▶ _Exercise directions_
Your task is to retype, exactly and only, the lines from the one containing "Target: brick diamond pattern" to the final line of the entries, leaving out all pictures.

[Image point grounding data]
····················

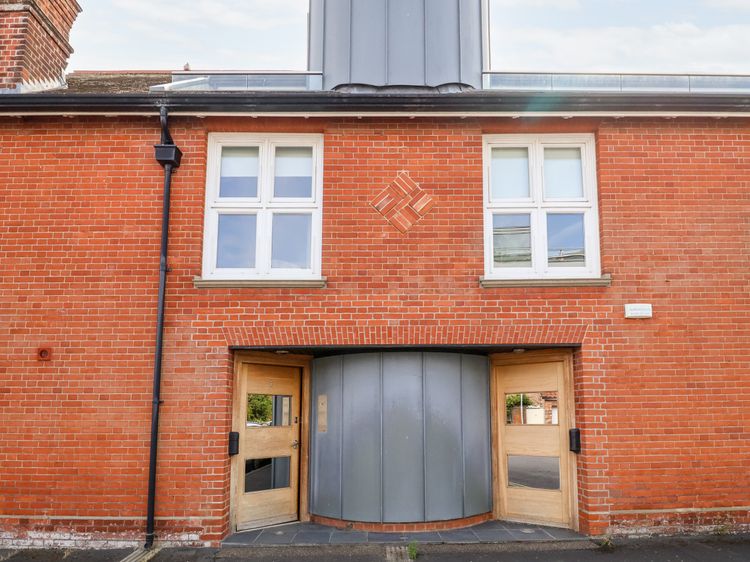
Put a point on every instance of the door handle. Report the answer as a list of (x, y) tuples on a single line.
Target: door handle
[(575, 440)]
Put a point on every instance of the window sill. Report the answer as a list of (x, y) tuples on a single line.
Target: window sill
[(604, 281), (200, 283)]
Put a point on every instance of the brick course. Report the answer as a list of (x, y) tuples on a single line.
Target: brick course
[(663, 404)]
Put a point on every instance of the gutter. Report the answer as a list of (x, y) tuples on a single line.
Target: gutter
[(475, 103), (169, 156)]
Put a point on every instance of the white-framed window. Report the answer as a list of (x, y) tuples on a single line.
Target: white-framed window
[(263, 207), (541, 219)]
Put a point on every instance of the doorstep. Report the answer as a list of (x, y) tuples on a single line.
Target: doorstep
[(313, 534)]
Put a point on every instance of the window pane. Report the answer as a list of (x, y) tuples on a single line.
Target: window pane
[(511, 235), (531, 408), (293, 172), (510, 173), (565, 240), (563, 175), (534, 472), (267, 410), (236, 247), (266, 474), (239, 172), (292, 239)]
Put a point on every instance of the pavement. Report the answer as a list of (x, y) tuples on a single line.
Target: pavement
[(730, 548), (314, 534)]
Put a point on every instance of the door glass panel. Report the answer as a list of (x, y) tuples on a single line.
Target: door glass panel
[(239, 171), (510, 173), (531, 408), (267, 474), (291, 243), (293, 172), (563, 175), (236, 245), (565, 240), (534, 472), (267, 410), (511, 239)]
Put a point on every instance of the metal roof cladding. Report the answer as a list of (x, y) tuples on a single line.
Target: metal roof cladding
[(504, 94)]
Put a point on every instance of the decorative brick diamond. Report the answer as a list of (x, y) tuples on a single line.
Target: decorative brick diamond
[(403, 202)]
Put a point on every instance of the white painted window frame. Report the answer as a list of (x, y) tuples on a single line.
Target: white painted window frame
[(264, 206), (538, 207)]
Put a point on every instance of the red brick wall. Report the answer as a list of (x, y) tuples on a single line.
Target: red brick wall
[(664, 404), (33, 42), (12, 29)]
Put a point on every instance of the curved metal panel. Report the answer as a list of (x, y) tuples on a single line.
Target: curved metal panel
[(361, 452), (401, 437), (475, 412), (443, 448), (325, 465)]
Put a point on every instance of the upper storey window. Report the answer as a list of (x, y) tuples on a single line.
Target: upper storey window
[(263, 207), (540, 207)]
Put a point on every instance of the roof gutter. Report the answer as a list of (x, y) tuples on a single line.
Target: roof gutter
[(477, 103)]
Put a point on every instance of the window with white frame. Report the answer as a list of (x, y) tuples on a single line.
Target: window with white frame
[(540, 207), (263, 207)]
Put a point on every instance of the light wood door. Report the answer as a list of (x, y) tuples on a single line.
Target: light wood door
[(534, 463), (267, 412)]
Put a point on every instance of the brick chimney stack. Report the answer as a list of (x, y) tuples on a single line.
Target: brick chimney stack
[(34, 47)]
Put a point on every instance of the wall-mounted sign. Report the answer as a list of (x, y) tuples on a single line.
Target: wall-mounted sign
[(638, 310), (322, 413)]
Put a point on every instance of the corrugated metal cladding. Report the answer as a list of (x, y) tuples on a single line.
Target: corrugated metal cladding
[(396, 42), (401, 437)]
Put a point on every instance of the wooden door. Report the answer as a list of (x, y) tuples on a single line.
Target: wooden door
[(533, 463), (267, 416)]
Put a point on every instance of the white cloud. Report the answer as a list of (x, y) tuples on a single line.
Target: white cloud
[(673, 47), (728, 4), (546, 4), (210, 34), (245, 14)]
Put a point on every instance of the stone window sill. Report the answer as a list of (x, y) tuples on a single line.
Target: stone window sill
[(201, 283), (603, 281)]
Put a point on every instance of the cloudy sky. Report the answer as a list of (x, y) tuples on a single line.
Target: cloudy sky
[(710, 36)]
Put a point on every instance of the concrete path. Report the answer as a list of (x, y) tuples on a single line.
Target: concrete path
[(698, 549)]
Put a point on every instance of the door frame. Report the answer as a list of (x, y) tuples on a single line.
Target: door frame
[(303, 362), (565, 356)]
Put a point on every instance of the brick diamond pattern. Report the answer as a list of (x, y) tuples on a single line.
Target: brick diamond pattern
[(403, 203)]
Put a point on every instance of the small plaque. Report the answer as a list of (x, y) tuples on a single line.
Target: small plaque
[(322, 413), (638, 310)]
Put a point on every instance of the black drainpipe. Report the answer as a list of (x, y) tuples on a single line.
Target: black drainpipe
[(169, 156)]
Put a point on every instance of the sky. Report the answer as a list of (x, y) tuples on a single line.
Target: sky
[(663, 36)]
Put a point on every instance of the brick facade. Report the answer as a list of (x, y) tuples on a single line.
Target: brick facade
[(663, 404), (34, 42)]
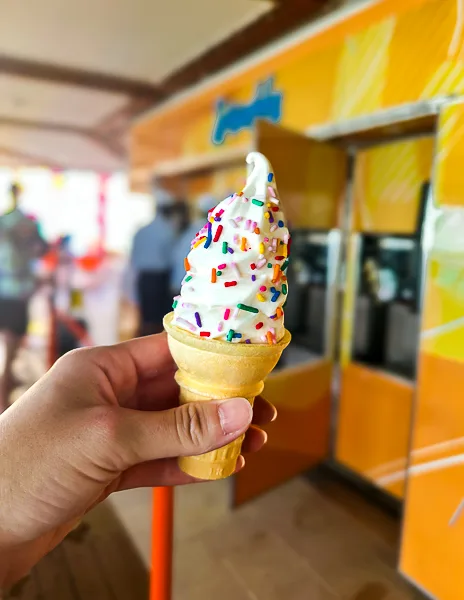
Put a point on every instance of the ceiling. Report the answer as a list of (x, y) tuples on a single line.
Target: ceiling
[(74, 74)]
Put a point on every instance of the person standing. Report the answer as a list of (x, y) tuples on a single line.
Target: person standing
[(151, 263), (183, 244), (20, 244)]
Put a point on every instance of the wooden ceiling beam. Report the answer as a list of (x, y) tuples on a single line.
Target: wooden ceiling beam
[(79, 77), (286, 16), (30, 158)]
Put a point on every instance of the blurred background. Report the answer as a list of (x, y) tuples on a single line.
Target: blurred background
[(121, 124)]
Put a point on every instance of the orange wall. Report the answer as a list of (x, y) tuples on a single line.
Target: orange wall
[(389, 53)]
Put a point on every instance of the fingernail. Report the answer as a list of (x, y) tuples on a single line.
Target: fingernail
[(234, 414)]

····················

▶ _Response area_
Target: brick diamond pattern
[(403, 203)]
Put a point on every instance of the small plaque. Report the answer as a list of (x, y) tuples on a single line.
Target: small plaque
[(322, 413), (638, 310)]
Put a point on every instance of the black drainpipe. Report the answer as a list of (x, y) tuples on a single line.
Target: black drainpipe
[(169, 156)]
Put a point on every instance of the sky. Report the answer as a list of (x, y) tuples on a single line.
Target: sky
[(663, 36)]
Put a point on every instance of the brick facade. Report the answer as a list of (x, y) tuples on a single line.
Target: brick facade
[(663, 404), (34, 42)]
Put a point on every instance of the ceiling. Report the answer as a list of (x, y) tuples on a single line.
Target: ceiling
[(74, 74)]
Put a point on every instance of the person standing. Report the answer as a list of (x, y) tuples on a single line.
Target: person standing
[(151, 263), (183, 244), (20, 244)]
Put a point on every instance of the wooden ceiling beam. Report the answer as a list of (x, y) tuples on a single line.
Target: wooden ceiling beam
[(79, 77), (286, 16), (30, 158)]
Put a point on every instance of the blurred background. Report the answer as a list of (x, y) tuples on a single line.
Target: blurred background
[(121, 124)]
Put a point on every instance of the orange wall. Report the answer as a list of (x, y) tuples on a single line.
Target: orange wall
[(389, 53)]
Put a point on every instance of the fingernail. Report the answer as a list of (x, y) tuples on a single line.
Target: fingernail
[(234, 414)]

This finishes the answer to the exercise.